## REQUIRED WORK
Starting at the first line of the data below, write out each line exactly until you reach the line containing "Target: roof gutter", and include that line too.

## DATA TO PROCESS
=== Section Start ===
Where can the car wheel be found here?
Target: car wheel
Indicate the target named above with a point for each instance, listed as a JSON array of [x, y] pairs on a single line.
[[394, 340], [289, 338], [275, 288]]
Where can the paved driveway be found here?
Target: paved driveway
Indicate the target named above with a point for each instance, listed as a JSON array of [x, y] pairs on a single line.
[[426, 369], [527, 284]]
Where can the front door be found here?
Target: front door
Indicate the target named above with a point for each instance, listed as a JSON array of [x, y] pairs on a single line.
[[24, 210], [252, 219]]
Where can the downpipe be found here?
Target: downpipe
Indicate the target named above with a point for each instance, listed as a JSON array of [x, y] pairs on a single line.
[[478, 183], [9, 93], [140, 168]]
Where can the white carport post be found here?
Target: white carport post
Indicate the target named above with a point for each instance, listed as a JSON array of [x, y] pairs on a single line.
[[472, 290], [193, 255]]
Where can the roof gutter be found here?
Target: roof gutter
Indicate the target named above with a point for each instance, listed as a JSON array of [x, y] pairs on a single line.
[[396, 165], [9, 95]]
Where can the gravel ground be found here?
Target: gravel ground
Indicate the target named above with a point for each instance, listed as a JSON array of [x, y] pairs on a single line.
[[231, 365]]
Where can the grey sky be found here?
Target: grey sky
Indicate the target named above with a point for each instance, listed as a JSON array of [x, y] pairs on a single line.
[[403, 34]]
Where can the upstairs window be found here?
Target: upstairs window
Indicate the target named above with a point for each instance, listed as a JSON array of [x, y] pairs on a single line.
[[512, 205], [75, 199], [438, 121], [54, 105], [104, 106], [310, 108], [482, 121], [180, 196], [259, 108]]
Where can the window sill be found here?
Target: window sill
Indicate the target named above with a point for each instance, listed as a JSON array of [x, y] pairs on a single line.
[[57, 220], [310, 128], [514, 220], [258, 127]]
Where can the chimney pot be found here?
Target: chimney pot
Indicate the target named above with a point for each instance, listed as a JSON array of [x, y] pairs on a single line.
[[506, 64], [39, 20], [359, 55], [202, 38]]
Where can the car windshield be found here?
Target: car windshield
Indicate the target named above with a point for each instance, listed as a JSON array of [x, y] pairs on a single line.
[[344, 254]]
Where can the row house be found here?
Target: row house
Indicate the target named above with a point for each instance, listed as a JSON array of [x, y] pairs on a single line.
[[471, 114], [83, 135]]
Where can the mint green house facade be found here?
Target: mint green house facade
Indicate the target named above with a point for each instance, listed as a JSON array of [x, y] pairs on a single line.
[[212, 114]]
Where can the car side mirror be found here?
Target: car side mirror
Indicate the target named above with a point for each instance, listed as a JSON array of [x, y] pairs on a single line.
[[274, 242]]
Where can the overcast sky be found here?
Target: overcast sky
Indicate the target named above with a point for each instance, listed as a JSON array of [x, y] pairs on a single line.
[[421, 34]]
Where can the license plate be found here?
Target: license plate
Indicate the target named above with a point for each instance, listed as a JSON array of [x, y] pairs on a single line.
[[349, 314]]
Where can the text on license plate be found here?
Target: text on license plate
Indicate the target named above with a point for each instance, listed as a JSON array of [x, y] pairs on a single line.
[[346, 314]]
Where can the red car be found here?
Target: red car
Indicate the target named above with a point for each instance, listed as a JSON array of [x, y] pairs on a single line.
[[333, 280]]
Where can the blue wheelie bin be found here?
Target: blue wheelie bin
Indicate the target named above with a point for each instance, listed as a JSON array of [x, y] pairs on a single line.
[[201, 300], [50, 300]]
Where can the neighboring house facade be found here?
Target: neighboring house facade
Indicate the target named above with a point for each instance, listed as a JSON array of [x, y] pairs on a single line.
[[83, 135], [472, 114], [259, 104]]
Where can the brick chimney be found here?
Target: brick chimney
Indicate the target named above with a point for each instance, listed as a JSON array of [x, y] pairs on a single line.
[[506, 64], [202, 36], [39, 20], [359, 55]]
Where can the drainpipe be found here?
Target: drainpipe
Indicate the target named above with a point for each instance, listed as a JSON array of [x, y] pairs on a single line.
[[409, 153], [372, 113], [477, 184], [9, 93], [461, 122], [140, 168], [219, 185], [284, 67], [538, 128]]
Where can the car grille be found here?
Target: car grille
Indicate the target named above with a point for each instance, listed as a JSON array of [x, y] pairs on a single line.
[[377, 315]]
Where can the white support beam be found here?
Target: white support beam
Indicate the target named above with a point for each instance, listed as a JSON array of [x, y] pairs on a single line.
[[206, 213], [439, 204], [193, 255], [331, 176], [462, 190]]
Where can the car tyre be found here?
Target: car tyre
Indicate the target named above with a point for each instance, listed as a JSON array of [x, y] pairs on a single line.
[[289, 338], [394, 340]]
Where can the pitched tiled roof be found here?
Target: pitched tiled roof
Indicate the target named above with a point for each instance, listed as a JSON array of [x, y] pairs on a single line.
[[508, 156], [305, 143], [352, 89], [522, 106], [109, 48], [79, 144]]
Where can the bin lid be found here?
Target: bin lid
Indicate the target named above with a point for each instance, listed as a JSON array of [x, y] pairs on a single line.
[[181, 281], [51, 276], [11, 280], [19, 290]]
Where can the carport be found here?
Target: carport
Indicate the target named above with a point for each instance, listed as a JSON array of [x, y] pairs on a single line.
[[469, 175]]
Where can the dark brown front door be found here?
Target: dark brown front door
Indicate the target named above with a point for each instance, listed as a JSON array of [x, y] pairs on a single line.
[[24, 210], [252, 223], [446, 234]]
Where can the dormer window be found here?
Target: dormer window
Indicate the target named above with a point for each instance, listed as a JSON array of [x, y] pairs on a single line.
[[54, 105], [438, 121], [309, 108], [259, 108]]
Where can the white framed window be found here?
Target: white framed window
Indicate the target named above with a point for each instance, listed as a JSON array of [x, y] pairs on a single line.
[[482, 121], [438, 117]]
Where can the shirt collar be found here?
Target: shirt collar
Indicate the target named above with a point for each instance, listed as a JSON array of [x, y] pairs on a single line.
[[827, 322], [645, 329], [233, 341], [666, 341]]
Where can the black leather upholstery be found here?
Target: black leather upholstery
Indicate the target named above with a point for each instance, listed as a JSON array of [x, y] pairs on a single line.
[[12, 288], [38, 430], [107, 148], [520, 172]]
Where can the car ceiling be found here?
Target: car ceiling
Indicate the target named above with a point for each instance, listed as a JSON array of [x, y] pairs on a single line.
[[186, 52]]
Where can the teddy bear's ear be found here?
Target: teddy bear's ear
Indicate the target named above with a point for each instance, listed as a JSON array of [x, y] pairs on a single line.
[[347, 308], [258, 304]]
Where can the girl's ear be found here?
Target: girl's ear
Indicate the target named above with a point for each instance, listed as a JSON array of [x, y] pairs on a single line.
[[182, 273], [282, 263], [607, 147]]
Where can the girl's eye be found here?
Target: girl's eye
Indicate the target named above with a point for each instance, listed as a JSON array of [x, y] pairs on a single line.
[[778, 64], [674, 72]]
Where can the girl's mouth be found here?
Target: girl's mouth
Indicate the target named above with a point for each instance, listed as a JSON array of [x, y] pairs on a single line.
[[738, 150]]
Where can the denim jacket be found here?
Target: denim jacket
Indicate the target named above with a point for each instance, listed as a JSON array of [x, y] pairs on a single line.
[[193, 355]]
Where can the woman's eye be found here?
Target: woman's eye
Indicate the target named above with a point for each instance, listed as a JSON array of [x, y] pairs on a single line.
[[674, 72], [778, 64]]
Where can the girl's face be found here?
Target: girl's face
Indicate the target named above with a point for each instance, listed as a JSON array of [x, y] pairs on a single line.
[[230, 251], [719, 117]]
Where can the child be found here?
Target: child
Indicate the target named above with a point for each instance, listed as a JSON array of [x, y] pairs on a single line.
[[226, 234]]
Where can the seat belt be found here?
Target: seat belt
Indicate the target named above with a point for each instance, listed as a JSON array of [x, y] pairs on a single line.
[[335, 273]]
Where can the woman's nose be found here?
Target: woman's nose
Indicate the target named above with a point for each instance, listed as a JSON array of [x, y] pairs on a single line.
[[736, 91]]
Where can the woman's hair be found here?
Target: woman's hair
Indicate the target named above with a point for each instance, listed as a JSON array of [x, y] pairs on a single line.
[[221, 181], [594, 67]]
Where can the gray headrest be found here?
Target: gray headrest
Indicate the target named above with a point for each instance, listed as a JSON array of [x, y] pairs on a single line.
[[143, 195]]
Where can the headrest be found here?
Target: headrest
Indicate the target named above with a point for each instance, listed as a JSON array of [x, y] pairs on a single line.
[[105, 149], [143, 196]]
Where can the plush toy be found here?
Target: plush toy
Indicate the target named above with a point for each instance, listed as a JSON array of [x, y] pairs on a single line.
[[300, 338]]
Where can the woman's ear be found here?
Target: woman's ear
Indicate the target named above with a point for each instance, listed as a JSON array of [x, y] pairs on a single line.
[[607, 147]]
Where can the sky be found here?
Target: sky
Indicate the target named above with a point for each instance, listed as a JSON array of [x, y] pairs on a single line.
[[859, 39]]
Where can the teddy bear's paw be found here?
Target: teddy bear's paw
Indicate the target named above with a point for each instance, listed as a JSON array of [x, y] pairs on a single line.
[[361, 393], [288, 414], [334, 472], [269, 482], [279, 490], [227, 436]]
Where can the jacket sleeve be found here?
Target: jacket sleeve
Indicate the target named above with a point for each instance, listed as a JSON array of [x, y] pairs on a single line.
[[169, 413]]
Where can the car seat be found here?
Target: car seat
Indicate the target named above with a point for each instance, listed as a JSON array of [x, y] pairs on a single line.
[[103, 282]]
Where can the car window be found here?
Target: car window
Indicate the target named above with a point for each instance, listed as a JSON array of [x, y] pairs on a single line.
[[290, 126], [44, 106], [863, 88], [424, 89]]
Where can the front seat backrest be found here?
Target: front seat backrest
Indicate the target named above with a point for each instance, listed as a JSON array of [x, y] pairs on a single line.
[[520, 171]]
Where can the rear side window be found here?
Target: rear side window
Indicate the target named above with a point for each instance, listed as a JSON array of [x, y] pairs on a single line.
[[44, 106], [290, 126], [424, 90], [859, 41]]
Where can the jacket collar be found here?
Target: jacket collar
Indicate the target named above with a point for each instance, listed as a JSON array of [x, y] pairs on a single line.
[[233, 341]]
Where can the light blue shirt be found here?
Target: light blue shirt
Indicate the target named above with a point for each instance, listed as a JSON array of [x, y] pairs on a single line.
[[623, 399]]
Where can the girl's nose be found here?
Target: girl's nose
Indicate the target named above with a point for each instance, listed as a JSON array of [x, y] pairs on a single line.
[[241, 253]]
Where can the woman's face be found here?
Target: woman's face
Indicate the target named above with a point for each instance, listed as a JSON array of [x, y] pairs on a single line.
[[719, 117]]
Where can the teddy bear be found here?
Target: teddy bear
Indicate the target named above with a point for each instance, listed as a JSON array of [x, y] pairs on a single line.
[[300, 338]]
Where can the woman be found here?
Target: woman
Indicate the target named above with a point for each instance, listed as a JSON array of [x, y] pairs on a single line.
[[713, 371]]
=== Section End ===
## REPLY TO THE EXERCISE
Where can the car wheel be found here?
Target: car wheel
Indicate the target named above with a point for each instance, listed as a JSON array of [x, y] pairs on a single line.
[[394, 340], [289, 338], [275, 288]]
Where can the paved driveway be found here?
Target: paved driveway
Indicate the target named above with a point for each instance, listed as a JSON array of [x, y] pairs on a single line.
[[426, 369], [527, 284]]
Where can the front door be found here?
Target: front door
Indicate the target named above with a point for each instance, listed as a JSON array of [x, y] pairs on a single line.
[[24, 210], [252, 219]]
Where can the downpipe be found here?
Target: downpipe
Indicate the target named above with a point for each instance, listed as a JSON array of [x, y] pairs on a single line.
[[478, 183], [9, 93], [140, 168]]
Where can the white carport post be found here?
Target: white carport post
Indicate the target named above with a point for each instance, listed as a JSON array of [x, y] pairs on a single line.
[[472, 290], [193, 255]]
Where can the roof gutter be found here?
Target: roof gutter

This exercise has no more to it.